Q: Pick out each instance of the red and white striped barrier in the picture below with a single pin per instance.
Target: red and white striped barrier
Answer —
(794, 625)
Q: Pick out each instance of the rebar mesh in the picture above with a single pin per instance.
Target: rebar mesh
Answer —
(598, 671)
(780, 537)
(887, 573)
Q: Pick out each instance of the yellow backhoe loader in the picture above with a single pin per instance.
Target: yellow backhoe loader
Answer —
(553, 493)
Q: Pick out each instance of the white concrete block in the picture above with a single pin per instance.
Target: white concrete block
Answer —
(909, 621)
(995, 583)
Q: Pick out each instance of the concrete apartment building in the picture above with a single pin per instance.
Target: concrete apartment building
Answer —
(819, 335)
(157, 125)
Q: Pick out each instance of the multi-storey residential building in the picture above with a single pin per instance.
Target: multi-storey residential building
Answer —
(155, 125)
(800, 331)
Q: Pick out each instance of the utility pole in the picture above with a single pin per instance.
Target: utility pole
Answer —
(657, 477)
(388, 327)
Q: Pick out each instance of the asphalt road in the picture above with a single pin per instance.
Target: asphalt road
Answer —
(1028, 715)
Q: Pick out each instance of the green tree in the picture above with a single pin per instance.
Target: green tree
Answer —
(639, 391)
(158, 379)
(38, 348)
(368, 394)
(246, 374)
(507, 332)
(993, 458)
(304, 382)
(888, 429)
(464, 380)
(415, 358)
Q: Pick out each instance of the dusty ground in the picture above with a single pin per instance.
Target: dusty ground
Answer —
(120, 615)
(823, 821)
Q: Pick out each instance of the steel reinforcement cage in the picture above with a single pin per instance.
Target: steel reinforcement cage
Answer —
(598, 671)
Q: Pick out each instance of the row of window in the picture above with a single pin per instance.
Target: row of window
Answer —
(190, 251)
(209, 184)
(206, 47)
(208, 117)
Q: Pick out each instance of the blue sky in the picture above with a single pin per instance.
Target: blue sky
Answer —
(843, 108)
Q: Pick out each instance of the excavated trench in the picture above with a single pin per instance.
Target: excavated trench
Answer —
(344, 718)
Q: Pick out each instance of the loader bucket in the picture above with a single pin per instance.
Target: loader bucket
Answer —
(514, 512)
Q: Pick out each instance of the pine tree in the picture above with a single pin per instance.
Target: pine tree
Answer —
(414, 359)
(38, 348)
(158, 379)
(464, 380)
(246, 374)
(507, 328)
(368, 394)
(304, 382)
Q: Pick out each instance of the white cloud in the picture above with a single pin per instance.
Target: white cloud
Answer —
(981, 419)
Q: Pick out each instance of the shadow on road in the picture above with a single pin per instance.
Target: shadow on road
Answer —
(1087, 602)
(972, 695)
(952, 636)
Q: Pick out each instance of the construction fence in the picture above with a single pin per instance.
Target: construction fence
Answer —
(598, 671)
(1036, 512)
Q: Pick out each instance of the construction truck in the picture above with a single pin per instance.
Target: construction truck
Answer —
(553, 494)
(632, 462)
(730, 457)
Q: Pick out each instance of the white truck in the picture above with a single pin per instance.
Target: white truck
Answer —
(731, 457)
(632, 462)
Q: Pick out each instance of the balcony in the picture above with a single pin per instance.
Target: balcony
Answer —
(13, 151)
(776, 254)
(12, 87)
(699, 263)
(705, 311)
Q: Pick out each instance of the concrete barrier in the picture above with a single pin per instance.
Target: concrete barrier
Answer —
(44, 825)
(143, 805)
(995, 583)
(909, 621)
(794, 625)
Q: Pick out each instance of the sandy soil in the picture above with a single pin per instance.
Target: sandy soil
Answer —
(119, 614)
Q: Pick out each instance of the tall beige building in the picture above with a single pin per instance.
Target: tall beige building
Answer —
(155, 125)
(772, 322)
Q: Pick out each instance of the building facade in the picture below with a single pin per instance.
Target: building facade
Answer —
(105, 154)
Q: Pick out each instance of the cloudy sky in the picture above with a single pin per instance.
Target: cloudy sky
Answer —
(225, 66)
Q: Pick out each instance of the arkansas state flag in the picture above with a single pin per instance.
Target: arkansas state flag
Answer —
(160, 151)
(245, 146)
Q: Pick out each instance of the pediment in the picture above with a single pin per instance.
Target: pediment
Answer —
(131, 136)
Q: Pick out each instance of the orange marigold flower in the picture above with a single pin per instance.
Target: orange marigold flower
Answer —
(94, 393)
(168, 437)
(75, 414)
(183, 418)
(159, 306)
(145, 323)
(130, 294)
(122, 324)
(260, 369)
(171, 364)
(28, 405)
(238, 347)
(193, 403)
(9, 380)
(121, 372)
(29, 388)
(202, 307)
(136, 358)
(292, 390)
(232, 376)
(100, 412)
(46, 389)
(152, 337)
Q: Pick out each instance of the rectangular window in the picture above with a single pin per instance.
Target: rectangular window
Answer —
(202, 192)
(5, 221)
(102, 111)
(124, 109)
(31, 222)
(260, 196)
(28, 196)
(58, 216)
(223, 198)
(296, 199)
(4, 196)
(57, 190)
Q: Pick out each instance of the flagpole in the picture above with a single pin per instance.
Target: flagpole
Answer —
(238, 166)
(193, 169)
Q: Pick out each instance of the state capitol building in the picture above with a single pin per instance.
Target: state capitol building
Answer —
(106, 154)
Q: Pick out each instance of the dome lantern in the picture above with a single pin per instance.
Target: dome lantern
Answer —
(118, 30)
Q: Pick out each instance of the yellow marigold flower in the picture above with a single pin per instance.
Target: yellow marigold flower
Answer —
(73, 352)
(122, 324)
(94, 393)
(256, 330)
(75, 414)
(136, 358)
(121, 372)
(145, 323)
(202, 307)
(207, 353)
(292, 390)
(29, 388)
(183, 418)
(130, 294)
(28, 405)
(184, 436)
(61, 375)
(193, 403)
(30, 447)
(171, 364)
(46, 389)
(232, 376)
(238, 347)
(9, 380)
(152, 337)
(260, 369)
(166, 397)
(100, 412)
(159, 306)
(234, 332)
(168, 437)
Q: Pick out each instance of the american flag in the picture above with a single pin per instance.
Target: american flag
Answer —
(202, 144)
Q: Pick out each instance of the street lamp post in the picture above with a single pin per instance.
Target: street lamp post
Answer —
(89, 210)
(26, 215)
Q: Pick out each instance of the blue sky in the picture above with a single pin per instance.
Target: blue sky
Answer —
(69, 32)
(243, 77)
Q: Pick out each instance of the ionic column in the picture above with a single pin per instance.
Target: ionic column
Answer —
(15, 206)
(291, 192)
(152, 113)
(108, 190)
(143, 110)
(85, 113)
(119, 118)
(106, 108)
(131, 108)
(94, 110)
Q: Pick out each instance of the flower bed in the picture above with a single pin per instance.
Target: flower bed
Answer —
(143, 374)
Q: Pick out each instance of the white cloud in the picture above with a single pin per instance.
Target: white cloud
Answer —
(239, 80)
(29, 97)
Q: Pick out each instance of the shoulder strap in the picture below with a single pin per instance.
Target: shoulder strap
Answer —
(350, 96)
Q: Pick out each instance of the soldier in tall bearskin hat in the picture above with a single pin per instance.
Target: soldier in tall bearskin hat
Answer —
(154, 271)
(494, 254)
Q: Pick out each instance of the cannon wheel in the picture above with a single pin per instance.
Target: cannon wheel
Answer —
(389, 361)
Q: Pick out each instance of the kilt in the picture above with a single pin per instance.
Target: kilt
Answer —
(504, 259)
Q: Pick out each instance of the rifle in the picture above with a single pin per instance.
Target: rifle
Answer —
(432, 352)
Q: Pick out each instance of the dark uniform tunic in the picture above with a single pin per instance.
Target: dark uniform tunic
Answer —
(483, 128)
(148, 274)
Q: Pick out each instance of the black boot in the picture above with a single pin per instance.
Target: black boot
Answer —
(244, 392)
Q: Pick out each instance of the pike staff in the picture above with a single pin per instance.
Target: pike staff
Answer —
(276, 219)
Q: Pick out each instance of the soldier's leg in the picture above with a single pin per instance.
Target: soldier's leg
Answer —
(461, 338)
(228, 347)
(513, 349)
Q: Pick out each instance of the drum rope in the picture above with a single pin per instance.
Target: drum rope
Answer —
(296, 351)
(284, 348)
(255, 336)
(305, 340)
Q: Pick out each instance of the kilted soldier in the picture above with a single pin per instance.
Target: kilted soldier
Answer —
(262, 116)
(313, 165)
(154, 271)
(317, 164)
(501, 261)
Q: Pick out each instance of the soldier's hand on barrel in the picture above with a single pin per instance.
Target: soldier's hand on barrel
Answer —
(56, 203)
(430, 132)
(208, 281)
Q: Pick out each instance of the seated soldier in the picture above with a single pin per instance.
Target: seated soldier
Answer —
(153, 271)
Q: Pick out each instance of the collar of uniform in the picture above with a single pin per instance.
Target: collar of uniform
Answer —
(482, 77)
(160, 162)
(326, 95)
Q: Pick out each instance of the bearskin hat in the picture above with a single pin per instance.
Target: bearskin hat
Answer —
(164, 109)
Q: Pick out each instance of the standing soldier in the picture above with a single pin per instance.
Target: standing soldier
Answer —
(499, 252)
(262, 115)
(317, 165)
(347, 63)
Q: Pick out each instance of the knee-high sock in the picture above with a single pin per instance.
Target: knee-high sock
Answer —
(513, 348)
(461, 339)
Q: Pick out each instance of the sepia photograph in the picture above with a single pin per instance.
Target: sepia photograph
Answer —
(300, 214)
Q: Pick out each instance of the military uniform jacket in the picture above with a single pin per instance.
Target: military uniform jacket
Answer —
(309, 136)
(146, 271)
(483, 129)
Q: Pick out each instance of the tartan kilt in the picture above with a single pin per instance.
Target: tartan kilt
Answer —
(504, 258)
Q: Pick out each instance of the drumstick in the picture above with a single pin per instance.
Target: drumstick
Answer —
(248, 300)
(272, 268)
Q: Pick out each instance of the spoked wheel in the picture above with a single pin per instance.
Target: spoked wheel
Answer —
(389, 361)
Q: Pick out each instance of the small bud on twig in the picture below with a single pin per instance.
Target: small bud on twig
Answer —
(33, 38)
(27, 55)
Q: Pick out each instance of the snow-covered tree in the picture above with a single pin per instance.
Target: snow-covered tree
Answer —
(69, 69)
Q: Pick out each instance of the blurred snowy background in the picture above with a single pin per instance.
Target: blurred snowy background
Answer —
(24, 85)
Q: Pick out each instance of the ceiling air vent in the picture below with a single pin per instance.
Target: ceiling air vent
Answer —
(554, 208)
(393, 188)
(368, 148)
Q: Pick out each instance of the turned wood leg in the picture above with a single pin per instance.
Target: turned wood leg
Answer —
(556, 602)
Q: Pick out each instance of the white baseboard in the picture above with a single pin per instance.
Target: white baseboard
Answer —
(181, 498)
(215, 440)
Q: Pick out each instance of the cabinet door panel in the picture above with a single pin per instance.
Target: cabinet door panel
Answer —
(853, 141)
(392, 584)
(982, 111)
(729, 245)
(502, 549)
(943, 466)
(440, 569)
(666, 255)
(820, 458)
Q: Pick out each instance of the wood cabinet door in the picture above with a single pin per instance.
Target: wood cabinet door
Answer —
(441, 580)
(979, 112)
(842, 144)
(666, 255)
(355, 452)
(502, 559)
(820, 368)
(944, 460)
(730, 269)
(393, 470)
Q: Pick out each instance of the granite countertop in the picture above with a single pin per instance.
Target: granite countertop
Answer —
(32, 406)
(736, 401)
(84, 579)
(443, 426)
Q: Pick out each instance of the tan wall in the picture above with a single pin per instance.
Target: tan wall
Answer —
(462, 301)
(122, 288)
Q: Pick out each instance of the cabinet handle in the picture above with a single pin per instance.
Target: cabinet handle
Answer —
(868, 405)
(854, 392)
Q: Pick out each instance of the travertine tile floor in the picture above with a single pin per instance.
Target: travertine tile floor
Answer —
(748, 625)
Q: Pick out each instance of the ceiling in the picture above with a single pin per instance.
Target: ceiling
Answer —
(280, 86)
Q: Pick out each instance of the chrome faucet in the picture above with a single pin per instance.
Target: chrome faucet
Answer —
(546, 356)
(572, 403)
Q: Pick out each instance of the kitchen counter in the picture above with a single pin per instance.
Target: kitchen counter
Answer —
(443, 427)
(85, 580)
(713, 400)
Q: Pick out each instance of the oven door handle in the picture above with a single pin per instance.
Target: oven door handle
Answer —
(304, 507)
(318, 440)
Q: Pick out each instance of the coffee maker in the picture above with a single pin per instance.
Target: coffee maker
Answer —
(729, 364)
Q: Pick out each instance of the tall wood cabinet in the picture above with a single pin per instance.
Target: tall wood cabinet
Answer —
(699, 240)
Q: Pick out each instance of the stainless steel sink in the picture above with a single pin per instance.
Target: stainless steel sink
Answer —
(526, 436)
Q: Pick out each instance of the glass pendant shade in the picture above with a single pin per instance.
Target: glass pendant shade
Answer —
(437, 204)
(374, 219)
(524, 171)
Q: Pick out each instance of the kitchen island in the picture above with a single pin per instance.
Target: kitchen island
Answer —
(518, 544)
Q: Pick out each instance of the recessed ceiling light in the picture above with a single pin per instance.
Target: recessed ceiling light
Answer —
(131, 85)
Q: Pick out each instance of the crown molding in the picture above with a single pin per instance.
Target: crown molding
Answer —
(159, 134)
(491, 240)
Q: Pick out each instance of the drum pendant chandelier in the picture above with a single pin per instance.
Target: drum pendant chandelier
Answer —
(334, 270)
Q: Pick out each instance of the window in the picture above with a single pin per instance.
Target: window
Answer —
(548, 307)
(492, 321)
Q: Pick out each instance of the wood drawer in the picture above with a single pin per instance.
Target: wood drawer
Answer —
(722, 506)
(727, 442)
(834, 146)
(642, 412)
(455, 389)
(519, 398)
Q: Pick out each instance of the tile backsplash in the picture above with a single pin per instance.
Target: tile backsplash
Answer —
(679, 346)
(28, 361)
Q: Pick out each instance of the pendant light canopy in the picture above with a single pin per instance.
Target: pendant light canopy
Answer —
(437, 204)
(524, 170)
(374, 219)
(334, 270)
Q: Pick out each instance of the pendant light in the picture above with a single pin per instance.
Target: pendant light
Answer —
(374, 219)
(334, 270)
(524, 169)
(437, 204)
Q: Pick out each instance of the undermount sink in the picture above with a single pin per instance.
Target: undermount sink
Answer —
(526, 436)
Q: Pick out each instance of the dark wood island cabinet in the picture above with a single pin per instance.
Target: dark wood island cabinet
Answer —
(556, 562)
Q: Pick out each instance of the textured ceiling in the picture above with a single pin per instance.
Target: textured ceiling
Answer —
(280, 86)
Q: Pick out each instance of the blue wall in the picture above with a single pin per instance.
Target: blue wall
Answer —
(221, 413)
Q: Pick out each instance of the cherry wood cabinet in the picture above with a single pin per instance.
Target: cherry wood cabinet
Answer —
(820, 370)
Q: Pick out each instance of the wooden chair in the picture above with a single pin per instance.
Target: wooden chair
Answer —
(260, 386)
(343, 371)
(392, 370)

> _Required action_: Above are the records; copy each line from them that includes the string "flagpole".

> _Solution for this problem_:
Q: Pick out each instance of the flagpole in the picture above with a single pin per instance.
Target: flagpole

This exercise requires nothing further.